WORK TO BE COMPLETED -
Working from the entries that follow, retype each one without any alteration.

EXTRACTED ENTRIES -
========
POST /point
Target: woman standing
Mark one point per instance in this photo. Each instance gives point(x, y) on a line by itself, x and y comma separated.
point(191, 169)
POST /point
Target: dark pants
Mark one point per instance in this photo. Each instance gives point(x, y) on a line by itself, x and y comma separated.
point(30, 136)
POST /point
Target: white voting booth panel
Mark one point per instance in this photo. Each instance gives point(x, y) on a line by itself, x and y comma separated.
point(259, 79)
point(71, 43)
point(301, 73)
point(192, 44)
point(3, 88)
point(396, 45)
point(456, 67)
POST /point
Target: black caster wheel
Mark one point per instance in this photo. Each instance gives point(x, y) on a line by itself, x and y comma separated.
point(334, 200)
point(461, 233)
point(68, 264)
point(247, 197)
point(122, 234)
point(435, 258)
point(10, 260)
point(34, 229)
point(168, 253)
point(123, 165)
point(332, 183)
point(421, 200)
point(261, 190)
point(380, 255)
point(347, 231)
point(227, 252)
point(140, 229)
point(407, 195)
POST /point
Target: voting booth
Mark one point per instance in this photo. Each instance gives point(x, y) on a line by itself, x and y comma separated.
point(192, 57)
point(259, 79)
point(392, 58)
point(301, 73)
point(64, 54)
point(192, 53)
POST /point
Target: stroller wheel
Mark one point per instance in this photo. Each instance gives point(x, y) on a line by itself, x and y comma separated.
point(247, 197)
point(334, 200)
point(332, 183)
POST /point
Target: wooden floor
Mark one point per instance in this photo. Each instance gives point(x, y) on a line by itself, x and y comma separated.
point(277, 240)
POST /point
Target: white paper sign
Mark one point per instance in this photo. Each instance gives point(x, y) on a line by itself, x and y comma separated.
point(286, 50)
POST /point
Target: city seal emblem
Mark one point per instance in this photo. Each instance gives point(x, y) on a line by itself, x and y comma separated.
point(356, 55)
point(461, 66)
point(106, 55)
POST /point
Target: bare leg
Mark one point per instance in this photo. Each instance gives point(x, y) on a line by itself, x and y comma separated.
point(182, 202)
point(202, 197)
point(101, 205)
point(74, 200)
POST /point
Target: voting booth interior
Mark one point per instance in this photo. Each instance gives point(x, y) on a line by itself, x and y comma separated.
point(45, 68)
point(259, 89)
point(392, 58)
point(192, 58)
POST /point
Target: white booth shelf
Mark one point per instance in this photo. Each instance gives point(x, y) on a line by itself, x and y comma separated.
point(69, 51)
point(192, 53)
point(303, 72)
========
TASK RESULT -
POST /point
Target: woman standing
Mark one point per instance in this photo. Each instance gives point(x, y) on a line by itself, x and y comma separated.
point(191, 169)
POST /point
Target: dark pants
Mark one point per instance in this photo. Each instance gives point(x, y) on a line by itself, x and y comma separated.
point(30, 136)
POST /point
Target: white voting booth panel
Mark one point per instance in this photo. Each instance gives point(x, y) on a line by itself, x and y comma separated.
point(259, 79)
point(71, 43)
point(301, 73)
point(192, 44)
point(3, 88)
point(396, 45)
point(456, 67)
POST /point
Target: black caster wheel
Mark one point per instance in this photo. Each instance gives point(x, y) on a line by itself, x and y comma separated.
point(334, 200)
point(461, 233)
point(68, 264)
point(247, 197)
point(122, 234)
point(435, 258)
point(10, 260)
point(34, 229)
point(168, 253)
point(123, 165)
point(332, 183)
point(421, 200)
point(261, 190)
point(380, 255)
point(347, 231)
point(227, 252)
point(140, 229)
point(407, 195)
POST /point
Target: voting booth
Mark one point per instance in this photo. Each instance gives point(x, y) on a line by itself, x and y comma separated.
point(192, 57)
point(259, 79)
point(392, 58)
point(301, 73)
point(64, 54)
point(192, 53)
POST /point
Target: stroller wheel
Mark one point per instance in this photo. Each instance gives point(x, y) on a line by itself, x and y comma separated.
point(247, 197)
point(334, 200)
point(332, 183)
POST /point
Target: wooden floor
Mark one point per instance in this photo. Each instance gives point(x, y) on a line by itself, x and y comma separated.
point(277, 240)
POST /point
Target: white paper sign
Mark one point per instance in this photo. Each instance gives point(x, y) on a line by itself, x and y comma separated.
point(286, 50)
POST /point
Target: city seal emblem
Mark one point per instance in this photo. Each instance gives point(x, y) on a line by itself, x and y comma separated.
point(356, 55)
point(461, 66)
point(106, 55)
POST /point
Target: bare leg
Mark one point per instance in this photo. Each instance gives point(x, y) on a line by itself, x and y comma separated.
point(182, 202)
point(202, 197)
point(101, 205)
point(74, 200)
POST /point
Target: voting booth interior
Mark one point per instance in this photo. Each instance gives point(x, y) on a line by itself, x and y comma separated.
point(45, 68)
point(259, 89)
point(392, 58)
point(192, 58)
POST /point
Target: white booth shelf
Mark one point per instance in this photo. Each instance gives point(x, y) on a line by itself, x and y comma separated.
point(69, 51)
point(192, 53)
point(303, 72)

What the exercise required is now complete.